▸ **任务目标**
列出页面摘录代码中所有通过 #define 定义的宏名,被注释掉的那一行不算。

▸ **页面摘录**
>>>

题解 b

传送门

  • 一个随机序列的最长上升子序列长度期望是 \(O(\sqrt n)\) 级别的

那么对询问(不是操作)按 \(l\) 排序后期望形成 \(O(\sqrt n)\) 个 询问均呈包含关系的集合
对每个集合分别吉司机线段树暴力求答案
这样复杂度就是 \(O(n\sqrt q[\log n, log^2 n])\)

然后这个东西会 T 飞
我们重新审视一遍题面
\(n, m=15000, q=1e5\)
时限是 4s 有 O2,那么 \(O(nq)\) 是可以过的
于是将所有修改按权值从小到大排序,做区间覆盖即可
做区间覆盖需要一个额外的复杂度,精细实现可以跑的很快
什么你说你能卡掉?那么把这道题当做 Ynoi 就可以指令集优化了

点击查看代码
#include <bits/stdc++.h>
using namespace std;
#define INF 0x3f3f3f3f
#define N 100010
#define pb push_back
#define ll long long
//#define int long long

char buf[1<<21], *p1=buf, *p2=buf;
#define getchar() (p1==p2&&(p2=(p1=buf)+fread(buf, 1, 1<<21, stdin)), p1==p2?EOF:*p1++)

<<<

▸ **记录数据**
>>>

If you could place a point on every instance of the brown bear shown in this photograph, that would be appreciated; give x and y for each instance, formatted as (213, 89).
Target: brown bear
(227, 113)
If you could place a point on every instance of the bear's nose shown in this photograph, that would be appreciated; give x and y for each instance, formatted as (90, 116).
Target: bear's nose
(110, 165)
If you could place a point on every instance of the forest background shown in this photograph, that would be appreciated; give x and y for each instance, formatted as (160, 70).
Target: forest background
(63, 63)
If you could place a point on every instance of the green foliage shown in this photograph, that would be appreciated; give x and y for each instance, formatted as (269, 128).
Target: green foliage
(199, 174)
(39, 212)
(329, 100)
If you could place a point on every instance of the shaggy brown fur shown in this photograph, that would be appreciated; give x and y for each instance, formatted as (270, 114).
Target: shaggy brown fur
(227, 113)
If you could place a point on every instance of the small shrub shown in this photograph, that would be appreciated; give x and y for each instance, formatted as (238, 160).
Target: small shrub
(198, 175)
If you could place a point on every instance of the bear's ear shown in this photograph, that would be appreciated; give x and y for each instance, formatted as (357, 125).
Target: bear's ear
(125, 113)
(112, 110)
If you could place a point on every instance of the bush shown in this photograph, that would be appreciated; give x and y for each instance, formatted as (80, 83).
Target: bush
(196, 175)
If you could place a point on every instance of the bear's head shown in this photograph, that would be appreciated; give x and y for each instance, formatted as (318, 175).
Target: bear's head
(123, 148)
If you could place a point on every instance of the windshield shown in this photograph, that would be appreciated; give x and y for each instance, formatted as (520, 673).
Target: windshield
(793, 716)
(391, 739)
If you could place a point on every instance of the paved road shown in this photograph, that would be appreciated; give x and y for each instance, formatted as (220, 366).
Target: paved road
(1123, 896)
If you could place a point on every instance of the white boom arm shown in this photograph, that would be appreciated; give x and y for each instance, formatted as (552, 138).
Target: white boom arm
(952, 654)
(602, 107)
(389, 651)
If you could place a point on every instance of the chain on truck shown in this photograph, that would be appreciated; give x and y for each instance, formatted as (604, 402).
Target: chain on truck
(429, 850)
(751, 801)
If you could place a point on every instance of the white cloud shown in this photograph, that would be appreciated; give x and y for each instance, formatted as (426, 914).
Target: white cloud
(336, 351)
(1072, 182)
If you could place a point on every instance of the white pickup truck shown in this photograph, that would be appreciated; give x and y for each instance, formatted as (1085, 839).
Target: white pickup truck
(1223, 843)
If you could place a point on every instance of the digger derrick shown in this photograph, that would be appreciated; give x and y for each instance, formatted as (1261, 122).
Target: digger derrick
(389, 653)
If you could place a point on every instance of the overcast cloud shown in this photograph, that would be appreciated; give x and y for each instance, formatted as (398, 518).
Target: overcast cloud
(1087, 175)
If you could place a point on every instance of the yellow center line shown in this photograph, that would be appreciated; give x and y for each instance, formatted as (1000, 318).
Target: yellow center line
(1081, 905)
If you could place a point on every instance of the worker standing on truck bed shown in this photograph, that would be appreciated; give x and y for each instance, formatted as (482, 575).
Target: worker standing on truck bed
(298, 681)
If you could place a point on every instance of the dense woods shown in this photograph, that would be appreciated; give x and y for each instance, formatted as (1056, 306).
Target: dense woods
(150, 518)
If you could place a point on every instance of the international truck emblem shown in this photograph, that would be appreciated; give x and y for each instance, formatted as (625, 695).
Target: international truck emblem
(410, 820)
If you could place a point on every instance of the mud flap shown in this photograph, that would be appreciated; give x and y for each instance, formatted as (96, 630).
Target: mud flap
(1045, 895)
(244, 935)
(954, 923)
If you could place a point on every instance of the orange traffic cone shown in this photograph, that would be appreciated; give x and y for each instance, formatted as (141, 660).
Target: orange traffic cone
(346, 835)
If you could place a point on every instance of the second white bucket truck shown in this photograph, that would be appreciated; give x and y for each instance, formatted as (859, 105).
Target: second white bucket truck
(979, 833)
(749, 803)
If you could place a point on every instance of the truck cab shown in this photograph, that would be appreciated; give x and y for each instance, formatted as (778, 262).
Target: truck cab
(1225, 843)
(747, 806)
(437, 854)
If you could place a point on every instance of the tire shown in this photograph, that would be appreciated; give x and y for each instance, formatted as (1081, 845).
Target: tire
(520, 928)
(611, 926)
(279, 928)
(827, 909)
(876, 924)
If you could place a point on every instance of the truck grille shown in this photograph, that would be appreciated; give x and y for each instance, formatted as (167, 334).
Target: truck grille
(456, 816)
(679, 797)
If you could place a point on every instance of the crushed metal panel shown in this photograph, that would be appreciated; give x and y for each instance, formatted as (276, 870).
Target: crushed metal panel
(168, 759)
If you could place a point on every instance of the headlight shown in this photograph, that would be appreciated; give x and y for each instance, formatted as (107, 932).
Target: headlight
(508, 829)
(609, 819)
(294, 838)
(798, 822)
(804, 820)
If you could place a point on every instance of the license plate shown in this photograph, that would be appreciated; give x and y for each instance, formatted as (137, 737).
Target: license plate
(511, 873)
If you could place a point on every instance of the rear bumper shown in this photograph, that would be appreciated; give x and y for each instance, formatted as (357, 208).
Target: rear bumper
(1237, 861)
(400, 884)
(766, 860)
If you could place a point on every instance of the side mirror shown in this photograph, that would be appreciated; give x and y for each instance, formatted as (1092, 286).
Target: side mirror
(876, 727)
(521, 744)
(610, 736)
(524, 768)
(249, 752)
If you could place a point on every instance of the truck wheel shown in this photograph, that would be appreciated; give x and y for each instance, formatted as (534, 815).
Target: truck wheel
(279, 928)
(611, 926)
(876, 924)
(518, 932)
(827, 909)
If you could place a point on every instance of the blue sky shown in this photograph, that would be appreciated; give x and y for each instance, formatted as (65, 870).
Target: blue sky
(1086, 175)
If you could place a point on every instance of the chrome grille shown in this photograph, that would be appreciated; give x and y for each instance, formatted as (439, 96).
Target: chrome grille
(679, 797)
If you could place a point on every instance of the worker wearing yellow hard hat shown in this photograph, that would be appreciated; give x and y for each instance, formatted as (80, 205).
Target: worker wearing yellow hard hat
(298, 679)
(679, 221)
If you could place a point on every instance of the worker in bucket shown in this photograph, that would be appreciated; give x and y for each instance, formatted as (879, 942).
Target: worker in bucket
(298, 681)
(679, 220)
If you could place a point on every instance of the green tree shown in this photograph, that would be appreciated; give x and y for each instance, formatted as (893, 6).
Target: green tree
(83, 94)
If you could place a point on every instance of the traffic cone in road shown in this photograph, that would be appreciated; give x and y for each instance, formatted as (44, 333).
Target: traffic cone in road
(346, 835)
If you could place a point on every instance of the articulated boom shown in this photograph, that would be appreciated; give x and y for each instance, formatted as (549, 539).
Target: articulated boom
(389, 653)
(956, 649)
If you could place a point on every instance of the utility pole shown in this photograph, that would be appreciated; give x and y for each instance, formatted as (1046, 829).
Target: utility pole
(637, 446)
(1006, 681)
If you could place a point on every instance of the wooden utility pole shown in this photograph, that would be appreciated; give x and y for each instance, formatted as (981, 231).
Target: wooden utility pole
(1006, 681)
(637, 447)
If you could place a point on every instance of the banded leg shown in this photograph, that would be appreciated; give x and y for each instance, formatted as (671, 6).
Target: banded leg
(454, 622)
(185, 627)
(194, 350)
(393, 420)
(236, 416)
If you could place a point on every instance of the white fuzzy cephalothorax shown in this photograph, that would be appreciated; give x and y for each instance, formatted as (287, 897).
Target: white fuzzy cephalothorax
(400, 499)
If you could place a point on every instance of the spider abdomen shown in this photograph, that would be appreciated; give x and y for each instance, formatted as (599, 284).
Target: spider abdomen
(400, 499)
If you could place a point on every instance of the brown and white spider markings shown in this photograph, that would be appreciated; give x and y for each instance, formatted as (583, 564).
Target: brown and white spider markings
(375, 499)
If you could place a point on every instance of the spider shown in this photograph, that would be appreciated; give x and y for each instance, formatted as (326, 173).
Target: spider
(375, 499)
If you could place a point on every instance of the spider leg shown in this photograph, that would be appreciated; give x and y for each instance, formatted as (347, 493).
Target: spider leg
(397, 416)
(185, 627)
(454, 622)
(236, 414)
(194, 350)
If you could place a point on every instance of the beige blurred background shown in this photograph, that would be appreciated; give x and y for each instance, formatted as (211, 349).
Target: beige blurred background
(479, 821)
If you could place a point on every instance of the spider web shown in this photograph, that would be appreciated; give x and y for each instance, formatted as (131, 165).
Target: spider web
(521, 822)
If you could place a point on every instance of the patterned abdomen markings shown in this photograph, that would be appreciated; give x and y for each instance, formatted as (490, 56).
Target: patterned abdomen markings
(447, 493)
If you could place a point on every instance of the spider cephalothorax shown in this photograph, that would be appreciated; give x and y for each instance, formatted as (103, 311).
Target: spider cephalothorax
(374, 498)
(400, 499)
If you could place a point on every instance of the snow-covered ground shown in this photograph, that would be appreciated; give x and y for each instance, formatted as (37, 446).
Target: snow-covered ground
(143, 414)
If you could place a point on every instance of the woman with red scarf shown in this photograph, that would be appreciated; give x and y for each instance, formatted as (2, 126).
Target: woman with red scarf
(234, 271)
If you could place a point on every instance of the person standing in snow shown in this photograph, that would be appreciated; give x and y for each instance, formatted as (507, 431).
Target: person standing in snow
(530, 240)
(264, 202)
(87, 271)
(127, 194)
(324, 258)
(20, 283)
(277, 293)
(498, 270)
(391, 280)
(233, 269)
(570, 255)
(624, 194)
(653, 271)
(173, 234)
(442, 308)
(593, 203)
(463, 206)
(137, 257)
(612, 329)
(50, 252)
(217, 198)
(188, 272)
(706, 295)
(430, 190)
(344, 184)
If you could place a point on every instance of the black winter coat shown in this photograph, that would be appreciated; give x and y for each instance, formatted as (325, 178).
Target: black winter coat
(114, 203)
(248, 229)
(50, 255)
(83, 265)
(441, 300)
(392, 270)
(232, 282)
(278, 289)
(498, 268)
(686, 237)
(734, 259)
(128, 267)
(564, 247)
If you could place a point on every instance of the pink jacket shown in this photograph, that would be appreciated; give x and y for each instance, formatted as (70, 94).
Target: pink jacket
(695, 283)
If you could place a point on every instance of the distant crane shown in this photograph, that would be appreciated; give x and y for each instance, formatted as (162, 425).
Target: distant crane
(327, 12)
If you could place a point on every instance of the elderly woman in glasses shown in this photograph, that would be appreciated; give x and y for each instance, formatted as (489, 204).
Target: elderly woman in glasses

<<<

▸ **练习答案**
INF、N、pb、ll、getchar